Arrange the stretch from the line containing "Object class for this HIT: curb." through the line containing "[90,181,107,224]" as a two-column CSV with the headers task and answer, one row per object class. Put each field in quotes and replace any line breaks within a field with spaces.
○ ○ ○ ○ ○
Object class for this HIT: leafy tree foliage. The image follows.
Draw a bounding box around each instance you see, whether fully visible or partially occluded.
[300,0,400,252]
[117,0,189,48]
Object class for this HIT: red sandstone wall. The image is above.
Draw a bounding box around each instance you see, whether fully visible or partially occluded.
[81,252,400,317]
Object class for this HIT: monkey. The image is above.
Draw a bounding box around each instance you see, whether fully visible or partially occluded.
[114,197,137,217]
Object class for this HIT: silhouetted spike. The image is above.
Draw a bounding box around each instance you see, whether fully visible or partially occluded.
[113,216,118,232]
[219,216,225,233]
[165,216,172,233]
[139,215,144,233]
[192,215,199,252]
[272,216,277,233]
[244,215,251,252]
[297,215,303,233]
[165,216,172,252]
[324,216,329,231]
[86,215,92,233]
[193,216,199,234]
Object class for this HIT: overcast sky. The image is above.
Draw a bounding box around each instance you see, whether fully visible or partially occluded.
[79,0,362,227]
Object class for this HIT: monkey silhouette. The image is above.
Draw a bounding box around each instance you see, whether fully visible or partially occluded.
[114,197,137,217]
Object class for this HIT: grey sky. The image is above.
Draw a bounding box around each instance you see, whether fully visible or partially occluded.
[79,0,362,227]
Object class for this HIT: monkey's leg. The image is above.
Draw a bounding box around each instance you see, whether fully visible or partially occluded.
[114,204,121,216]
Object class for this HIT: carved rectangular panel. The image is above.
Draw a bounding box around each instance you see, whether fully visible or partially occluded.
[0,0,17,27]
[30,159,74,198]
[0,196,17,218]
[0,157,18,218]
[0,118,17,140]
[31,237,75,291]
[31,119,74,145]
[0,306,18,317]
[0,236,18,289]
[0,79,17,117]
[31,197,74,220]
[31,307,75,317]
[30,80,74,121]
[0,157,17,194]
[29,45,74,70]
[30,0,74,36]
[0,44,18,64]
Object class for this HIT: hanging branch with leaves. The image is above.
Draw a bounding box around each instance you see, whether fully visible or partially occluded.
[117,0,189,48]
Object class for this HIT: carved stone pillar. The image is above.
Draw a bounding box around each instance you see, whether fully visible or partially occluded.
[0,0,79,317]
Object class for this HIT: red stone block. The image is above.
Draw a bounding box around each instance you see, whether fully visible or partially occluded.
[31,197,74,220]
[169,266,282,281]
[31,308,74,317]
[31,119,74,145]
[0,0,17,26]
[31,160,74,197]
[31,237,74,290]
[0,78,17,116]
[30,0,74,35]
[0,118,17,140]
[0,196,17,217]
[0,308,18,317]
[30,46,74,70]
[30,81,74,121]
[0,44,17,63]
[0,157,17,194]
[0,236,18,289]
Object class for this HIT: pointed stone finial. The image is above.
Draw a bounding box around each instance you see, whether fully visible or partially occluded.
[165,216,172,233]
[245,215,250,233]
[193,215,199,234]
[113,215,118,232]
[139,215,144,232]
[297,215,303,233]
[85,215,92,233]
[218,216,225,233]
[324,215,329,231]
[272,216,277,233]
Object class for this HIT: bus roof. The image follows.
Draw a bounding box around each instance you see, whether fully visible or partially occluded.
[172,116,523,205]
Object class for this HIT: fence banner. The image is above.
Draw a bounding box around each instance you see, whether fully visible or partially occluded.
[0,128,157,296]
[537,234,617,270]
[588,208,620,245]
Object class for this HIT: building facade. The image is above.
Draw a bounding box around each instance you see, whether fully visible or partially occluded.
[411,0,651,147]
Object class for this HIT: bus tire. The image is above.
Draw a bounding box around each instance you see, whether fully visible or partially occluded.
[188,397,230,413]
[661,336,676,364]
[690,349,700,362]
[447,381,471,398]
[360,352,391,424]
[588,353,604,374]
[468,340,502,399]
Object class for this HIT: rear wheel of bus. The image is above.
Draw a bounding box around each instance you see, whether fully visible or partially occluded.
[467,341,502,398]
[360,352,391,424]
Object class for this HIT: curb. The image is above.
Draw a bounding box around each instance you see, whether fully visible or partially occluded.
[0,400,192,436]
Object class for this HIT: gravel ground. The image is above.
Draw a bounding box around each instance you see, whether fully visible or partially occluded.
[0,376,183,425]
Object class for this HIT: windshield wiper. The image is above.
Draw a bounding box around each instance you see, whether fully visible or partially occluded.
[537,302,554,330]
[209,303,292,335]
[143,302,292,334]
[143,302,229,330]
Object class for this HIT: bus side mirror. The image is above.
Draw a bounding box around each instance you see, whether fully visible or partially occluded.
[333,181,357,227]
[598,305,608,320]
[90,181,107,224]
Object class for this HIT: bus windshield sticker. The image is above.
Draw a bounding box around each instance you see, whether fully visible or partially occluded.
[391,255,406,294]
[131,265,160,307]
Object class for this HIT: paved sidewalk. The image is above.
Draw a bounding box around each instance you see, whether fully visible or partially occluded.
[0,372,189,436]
○ ○ ○ ○ ○
▶ TASK ANSWER
task,answer
"Object class for this HIT: curb. The image is above. Draw a bounding box around each instance you see, whether fully visible or partially occluded.","[0,400,192,436]"
"Object class for this HIT: gravel ground. The image is above. Draw a bounding box around each instance you see, whether fully visible or partially occluded.","[0,376,183,425]"
"Object class for this HIT: windshield wiper. The image is above. Draw a bounding box around each instance you see, whether fully visible or partially occluded.","[537,302,554,330] [209,303,292,335] [143,302,292,334] [143,302,229,330]"
"Object class for this HIT: bus side mirror. The image is above. Draw a bounding box around each instance you see, whether fully visible or partially occluded.","[333,181,357,227] [598,305,608,320] [90,181,107,224]"